Short exercise: Print verbatim every line starting at the one that contains "Point out the eyebrow, providing" and ending at the final line of the records; include both endpoints.

>> START

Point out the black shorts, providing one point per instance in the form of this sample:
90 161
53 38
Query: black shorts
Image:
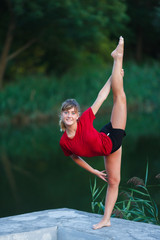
115 134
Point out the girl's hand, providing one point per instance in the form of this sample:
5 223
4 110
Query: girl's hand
101 174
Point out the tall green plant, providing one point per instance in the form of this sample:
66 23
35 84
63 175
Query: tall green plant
136 202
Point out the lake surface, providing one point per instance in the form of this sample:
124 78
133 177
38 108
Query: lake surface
35 174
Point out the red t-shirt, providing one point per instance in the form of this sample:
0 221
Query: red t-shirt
87 142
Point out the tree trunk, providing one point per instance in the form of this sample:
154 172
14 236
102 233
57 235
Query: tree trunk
7 45
3 60
139 49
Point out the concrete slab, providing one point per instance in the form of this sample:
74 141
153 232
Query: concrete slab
70 224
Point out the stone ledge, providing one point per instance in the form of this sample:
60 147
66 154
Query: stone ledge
70 224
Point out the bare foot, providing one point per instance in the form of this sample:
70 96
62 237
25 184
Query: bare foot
118 52
101 224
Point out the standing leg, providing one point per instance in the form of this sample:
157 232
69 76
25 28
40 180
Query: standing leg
118 120
113 168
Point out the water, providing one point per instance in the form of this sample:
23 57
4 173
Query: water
35 174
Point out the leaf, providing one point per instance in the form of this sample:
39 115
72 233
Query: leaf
146 177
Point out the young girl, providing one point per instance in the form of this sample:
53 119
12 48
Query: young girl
81 139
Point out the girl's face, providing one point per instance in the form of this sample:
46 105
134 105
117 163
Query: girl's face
69 117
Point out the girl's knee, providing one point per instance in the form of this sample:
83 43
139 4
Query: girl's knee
120 97
114 181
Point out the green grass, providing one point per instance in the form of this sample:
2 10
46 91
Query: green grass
134 203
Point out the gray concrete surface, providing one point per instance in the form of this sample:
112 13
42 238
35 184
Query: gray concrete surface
70 224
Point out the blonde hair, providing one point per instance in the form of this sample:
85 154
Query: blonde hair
66 105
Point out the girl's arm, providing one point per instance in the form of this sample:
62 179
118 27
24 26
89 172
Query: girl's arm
86 166
102 95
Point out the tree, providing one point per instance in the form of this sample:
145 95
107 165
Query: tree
144 35
61 29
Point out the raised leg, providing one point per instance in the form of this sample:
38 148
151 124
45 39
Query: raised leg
119 111
118 120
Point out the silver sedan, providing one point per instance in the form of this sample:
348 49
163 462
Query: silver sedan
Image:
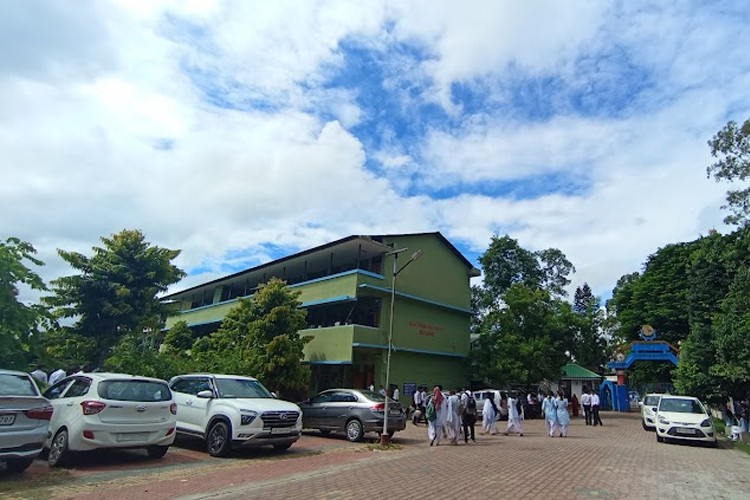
354 412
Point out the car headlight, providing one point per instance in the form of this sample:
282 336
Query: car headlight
247 416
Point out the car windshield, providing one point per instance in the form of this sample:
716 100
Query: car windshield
241 388
16 385
680 405
651 400
134 390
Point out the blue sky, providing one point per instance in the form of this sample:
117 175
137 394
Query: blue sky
241 132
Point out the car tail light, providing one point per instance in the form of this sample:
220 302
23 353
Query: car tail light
41 413
92 407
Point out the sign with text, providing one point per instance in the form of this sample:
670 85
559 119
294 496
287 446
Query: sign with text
425 329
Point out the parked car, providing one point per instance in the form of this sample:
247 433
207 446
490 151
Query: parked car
684 418
648 410
229 411
352 411
501 401
24 420
110 410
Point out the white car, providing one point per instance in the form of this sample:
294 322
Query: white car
110 410
649 406
24 420
231 411
684 418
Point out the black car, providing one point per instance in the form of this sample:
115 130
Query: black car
354 412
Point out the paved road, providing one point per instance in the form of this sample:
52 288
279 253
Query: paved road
617 461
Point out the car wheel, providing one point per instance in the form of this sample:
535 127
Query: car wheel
218 440
156 451
354 430
18 465
58 451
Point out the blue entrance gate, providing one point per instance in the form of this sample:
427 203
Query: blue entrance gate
649 349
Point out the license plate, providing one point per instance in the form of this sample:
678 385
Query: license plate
132 436
7 419
681 430
282 430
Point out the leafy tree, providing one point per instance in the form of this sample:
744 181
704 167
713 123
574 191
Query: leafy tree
20 324
260 337
115 292
731 145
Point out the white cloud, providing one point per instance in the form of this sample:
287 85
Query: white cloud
108 120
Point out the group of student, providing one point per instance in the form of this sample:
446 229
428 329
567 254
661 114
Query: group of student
455 415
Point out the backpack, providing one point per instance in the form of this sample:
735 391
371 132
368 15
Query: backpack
471 405
430 413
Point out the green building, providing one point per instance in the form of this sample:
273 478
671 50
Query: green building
346 288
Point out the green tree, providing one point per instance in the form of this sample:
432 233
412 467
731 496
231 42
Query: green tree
115 291
20 324
731 145
260 337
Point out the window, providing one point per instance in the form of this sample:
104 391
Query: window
134 390
79 387
17 385
56 390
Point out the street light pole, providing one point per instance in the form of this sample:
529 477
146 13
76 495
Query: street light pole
384 437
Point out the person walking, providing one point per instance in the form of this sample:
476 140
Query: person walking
39 375
549 409
515 415
574 404
468 415
595 418
435 416
563 417
586 403
453 419
489 416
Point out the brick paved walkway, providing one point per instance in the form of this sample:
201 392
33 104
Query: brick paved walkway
617 461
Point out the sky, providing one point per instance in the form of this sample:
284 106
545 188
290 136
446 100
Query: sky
242 131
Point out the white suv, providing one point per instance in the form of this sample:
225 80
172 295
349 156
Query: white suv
233 411
109 410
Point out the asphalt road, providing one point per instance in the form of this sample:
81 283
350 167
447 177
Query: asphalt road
618 460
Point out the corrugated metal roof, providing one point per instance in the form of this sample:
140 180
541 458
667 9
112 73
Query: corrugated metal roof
573 370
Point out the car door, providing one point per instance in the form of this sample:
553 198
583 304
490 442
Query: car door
65 397
191 410
313 410
339 409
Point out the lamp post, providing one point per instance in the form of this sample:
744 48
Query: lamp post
384 437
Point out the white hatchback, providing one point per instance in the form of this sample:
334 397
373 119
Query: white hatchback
110 410
684 418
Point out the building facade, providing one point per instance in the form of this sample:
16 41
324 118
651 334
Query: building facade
346 287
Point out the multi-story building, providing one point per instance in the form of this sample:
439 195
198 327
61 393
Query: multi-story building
346 288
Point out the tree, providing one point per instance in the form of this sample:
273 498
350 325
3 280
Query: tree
731 145
260 337
20 324
115 292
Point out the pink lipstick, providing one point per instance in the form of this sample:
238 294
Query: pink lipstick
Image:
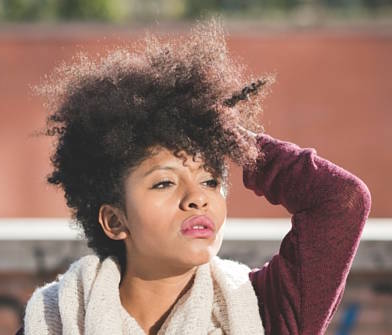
199 226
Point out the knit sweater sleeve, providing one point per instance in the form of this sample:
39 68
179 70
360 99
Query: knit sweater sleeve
300 288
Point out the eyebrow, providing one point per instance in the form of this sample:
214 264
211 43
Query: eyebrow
163 167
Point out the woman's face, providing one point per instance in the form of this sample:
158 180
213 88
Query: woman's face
160 194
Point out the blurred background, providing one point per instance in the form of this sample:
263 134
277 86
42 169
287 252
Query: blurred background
333 61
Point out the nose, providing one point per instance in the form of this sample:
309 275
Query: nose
194 198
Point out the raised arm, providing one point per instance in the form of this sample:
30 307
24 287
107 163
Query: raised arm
301 287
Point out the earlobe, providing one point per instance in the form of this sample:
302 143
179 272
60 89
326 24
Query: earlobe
112 222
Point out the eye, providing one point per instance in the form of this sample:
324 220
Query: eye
212 183
163 183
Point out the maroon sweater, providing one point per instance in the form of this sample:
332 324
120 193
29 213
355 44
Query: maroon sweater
301 287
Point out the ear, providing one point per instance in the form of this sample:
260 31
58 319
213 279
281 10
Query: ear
113 222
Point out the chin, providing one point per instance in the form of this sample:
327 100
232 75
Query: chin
200 256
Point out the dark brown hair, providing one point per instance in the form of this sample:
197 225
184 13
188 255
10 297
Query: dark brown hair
182 93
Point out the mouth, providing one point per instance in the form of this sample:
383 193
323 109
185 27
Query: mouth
199 226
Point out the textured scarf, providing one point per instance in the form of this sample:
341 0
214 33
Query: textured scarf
86 300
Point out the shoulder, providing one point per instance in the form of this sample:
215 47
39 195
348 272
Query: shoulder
42 310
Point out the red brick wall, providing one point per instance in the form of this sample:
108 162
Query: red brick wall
333 93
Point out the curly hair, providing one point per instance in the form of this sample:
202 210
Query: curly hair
106 113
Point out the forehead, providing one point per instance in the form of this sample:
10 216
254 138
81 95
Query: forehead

>> END

Solution to the exercise:
Point out the eyebrow, providing one point per instance in the form of this sample:
214 264
211 43
Query: eyebrow
163 167
Point out the woman's face, providing one point per instance in the form of this sample:
158 180
213 88
Query: woman's face
160 194
Point out the blurred background, providing one point per instance in the form of this sample:
263 134
277 86
42 169
287 252
Query: blurred background
333 61
Point out the nose, providing one point per instance in the form of this sample:
309 275
Query: nose
194 198
Point out the raised arm, providing one point per instance in the form of this sample:
30 307
24 287
107 163
Query: raised arm
301 287
Point out the earlobe, providing one point per instance in the form of this sample:
302 143
179 272
60 89
326 24
Query: earlobe
112 222
Point out the eye, providing one point per instance in the form of this sample:
324 220
Query: eye
212 183
163 183
Point out the maroon sweater, providing one point per instance in the form of this sample:
332 324
120 193
29 213
355 44
Query: maroon sweater
301 287
Point out the ear, providing one point per instance in the form of this sample:
260 31
58 319
213 279
281 10
Query: ear
113 222
Point out the chin, providing one point per instance in the form of this sample:
327 100
232 75
Query: chin
200 256
Point out the dark brown hair, providing one point per instance in the form of this sample:
197 225
184 13
188 255
10 297
Query: dark brown hair
182 93
Point out the mouth, providing one point per instance in the form of this sample:
383 193
323 109
185 27
Query: mouth
199 226
Point out the textured scarf, providing one point per instance in the form of this sample:
341 0
214 33
Query: textured scarf
86 300
Point out the shoulder, providing one point per instance in the form of this sample:
215 47
39 195
348 272
Query: shoulder
42 310
Point out the red brick wall, providing one point per instance in the form of this sample:
108 162
Query: red brick wall
333 93
Point out the curly hair, providing one point per instance in the form of this sample:
202 210
Query: curly hair
106 113
Point out the forehead, providing one point per instance in the form of this sample:
10 216
254 138
81 95
Query: forehead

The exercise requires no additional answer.